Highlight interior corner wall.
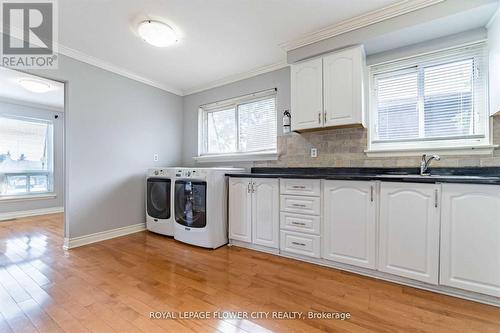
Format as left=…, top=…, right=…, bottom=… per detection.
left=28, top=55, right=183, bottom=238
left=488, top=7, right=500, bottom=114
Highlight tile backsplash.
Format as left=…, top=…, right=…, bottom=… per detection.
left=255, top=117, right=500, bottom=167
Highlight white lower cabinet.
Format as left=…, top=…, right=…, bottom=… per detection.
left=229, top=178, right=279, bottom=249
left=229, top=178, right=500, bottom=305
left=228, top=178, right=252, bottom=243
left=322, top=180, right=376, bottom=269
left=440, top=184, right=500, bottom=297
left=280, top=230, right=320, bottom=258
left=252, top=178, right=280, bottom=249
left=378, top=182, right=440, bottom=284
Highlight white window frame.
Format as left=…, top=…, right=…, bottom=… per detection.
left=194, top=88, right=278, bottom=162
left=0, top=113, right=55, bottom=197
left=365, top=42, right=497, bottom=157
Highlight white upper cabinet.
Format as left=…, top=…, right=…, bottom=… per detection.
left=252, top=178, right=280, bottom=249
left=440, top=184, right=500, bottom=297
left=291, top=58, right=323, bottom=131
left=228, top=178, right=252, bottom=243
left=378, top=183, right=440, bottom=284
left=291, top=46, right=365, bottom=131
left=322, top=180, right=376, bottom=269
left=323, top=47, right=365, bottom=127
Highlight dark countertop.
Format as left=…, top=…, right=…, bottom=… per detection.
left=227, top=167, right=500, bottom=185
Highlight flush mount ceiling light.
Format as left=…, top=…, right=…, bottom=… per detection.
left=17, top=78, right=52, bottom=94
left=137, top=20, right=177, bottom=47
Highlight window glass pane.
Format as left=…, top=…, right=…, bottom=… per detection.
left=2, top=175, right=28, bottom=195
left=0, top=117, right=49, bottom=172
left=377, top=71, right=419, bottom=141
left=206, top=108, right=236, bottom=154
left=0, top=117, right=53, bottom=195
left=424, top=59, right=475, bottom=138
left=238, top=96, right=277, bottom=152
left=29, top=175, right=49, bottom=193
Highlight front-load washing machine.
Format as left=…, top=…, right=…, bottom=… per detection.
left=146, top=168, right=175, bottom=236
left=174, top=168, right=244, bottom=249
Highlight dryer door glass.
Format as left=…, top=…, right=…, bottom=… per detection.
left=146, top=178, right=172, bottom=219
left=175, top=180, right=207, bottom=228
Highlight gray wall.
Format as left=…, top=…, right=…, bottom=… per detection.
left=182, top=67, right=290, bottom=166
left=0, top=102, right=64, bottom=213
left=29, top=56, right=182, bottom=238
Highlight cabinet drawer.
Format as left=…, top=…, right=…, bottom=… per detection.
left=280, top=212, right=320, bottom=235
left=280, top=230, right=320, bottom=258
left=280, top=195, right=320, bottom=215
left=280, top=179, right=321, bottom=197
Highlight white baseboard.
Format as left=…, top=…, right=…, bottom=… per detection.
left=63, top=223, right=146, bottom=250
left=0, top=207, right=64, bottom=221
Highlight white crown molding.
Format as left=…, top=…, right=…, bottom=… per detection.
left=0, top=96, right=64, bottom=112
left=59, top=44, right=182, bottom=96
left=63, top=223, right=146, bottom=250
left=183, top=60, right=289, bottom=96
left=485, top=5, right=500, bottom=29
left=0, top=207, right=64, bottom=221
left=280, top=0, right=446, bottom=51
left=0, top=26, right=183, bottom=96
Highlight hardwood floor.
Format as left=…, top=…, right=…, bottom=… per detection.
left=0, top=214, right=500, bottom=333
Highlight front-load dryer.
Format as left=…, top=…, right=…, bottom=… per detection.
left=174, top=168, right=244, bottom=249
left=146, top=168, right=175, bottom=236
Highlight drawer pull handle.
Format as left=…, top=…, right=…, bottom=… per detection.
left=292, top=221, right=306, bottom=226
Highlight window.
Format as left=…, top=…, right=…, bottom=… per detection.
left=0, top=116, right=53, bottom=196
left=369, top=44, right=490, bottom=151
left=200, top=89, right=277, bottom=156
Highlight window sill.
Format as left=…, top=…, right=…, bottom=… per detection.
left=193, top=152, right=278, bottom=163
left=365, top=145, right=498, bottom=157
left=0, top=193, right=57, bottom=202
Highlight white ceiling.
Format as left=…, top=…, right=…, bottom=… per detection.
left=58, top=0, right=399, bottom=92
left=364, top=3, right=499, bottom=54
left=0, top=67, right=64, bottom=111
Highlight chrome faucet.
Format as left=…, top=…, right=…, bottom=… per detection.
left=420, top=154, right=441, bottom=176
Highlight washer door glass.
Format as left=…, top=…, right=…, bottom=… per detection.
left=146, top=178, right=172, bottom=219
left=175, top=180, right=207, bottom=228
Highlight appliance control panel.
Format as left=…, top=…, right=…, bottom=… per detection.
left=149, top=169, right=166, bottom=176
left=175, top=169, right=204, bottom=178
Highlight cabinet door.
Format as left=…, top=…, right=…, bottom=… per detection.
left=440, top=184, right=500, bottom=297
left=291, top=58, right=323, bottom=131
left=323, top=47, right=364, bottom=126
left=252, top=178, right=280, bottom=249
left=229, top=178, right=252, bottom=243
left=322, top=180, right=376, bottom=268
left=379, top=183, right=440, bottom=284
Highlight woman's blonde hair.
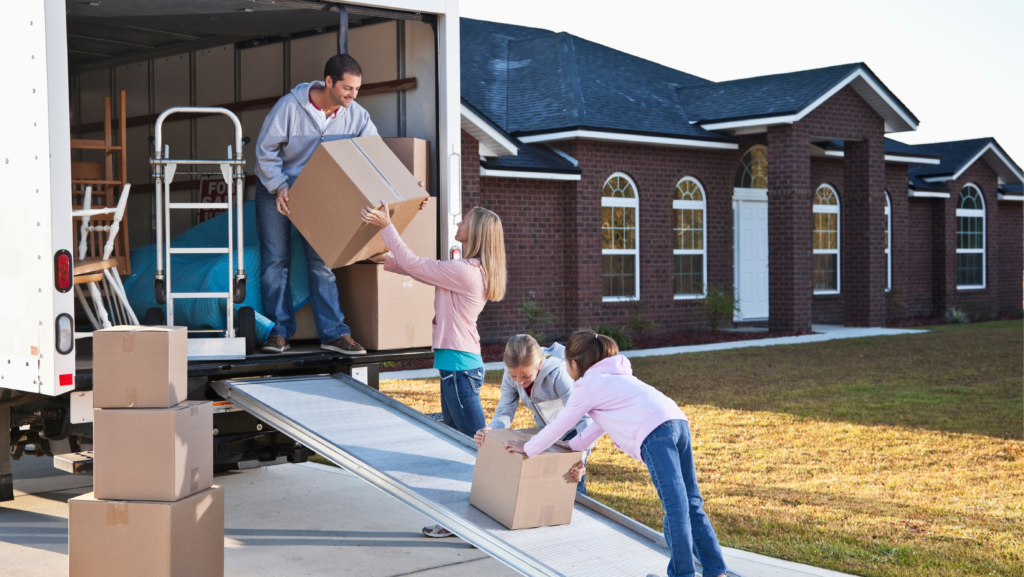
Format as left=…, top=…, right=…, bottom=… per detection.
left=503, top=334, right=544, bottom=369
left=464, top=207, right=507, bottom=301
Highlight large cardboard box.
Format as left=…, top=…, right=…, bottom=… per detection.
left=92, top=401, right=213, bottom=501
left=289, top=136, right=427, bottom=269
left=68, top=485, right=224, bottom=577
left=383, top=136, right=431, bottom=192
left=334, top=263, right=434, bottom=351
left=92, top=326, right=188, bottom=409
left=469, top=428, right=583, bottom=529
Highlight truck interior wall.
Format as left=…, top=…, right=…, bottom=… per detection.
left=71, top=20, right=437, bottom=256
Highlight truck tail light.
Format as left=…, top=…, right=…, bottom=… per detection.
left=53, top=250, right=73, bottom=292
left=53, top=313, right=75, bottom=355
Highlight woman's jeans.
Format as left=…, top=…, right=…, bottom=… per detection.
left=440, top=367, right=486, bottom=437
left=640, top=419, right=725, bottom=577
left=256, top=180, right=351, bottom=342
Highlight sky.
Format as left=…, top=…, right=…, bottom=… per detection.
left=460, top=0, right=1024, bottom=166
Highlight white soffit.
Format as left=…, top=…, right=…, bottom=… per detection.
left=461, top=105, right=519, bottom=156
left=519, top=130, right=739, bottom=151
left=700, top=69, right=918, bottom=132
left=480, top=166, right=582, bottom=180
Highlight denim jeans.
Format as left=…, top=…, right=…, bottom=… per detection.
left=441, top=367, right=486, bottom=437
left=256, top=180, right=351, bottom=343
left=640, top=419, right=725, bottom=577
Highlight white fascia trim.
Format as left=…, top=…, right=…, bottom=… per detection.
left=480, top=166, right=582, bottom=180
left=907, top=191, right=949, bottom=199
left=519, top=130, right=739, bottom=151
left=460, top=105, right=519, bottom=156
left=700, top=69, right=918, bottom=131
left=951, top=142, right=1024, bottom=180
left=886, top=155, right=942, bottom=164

·····

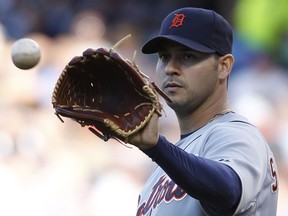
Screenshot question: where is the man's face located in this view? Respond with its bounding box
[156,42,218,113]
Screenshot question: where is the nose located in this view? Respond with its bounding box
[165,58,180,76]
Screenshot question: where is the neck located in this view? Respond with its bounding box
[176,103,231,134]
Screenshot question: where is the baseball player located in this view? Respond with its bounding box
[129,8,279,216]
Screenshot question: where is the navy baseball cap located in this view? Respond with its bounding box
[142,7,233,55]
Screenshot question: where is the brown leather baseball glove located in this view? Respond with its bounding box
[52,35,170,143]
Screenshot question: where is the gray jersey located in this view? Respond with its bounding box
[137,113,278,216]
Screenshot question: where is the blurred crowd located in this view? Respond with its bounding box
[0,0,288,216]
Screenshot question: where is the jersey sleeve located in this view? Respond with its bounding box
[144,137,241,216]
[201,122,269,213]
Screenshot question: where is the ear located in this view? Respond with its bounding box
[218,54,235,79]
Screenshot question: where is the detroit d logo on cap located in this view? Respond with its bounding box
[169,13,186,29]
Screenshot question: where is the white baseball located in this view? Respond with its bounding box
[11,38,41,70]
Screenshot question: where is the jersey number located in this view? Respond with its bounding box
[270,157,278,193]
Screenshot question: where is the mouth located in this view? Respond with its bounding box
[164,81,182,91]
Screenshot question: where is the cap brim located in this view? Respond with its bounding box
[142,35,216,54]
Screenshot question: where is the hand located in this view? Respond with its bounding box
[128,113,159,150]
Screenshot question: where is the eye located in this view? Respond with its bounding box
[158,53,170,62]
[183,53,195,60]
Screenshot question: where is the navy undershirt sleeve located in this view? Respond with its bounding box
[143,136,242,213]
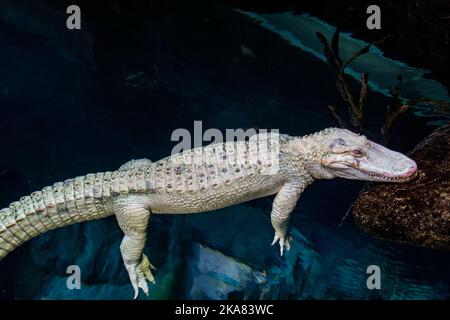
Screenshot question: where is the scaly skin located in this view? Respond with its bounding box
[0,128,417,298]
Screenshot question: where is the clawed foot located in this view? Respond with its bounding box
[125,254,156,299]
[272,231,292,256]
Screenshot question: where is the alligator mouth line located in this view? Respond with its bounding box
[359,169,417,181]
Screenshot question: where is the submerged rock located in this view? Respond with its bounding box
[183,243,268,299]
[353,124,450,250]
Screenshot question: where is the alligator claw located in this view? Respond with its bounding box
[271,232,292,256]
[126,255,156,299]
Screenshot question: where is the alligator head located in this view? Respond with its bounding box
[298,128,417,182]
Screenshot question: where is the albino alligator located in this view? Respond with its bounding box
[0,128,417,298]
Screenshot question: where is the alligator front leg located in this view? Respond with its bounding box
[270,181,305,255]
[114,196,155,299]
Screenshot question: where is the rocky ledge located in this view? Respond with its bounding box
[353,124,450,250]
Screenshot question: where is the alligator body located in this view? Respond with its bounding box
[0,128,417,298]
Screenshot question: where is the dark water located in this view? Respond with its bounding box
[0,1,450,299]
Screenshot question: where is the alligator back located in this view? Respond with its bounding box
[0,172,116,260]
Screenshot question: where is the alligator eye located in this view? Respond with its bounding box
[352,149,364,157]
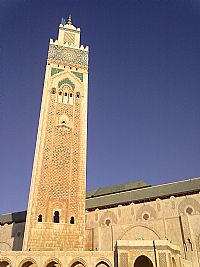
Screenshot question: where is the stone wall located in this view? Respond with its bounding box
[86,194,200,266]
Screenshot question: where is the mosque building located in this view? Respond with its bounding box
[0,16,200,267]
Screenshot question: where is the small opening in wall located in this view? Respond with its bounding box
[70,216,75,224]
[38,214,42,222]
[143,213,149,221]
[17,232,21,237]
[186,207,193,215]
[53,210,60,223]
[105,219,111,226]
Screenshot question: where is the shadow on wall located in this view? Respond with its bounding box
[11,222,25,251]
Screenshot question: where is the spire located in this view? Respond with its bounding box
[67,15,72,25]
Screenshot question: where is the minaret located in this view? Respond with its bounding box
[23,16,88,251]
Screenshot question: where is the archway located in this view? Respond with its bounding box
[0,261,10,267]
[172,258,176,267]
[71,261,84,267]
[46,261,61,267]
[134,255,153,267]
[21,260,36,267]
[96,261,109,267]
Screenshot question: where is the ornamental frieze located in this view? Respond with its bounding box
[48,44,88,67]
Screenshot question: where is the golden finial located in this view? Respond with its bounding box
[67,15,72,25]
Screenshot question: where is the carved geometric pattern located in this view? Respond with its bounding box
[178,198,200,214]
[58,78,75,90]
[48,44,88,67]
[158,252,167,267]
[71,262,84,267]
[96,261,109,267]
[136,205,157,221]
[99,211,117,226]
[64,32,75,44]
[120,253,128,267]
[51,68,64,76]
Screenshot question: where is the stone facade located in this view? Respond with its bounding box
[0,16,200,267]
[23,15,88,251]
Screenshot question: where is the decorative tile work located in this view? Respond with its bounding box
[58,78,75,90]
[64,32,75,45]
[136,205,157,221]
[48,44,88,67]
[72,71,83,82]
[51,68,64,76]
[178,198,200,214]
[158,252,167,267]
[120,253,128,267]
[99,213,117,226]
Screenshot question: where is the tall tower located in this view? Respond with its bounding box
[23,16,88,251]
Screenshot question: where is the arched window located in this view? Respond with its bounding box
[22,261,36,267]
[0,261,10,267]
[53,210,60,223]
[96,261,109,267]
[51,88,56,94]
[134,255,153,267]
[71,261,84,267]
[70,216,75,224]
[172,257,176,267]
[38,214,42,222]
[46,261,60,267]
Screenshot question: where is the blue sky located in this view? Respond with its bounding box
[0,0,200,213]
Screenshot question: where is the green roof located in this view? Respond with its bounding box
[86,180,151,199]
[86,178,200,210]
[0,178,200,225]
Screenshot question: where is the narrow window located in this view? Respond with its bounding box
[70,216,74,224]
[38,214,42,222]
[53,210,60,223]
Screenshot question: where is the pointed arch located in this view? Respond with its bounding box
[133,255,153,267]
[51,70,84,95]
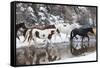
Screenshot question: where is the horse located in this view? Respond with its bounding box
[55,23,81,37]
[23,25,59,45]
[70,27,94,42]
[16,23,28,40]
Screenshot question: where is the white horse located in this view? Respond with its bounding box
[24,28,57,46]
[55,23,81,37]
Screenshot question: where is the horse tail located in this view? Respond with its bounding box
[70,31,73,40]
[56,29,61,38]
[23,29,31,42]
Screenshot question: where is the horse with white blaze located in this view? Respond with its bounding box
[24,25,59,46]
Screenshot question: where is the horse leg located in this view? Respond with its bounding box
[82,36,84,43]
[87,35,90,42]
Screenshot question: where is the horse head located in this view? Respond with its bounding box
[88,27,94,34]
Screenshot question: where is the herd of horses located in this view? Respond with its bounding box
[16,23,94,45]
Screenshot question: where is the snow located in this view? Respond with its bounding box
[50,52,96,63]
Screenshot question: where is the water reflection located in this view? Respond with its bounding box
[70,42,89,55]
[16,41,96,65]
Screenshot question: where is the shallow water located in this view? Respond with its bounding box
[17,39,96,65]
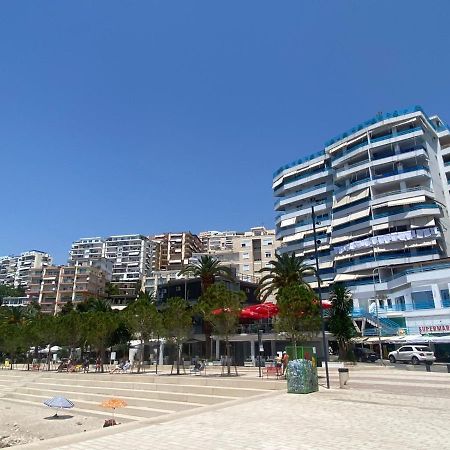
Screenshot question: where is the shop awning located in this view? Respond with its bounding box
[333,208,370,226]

·····

*WRITTEN PROBLEM:* Copy the material word for word, from the line containing "Screenshot question: where is the rocky" up to and including the line containing "[0,1,450,299]".

*EXPECTED ANSWER:*
Screenshot question: where is the rocky ledge located in this view? Respond with its bounding box
[353,124,450,250]
Screenshot question: where is the alligator body located in this view? Respond with its bounding box
[0,128,417,298]
Screenshot question: where is the dark water located in this view? Respond with its bounding box
[0,1,450,299]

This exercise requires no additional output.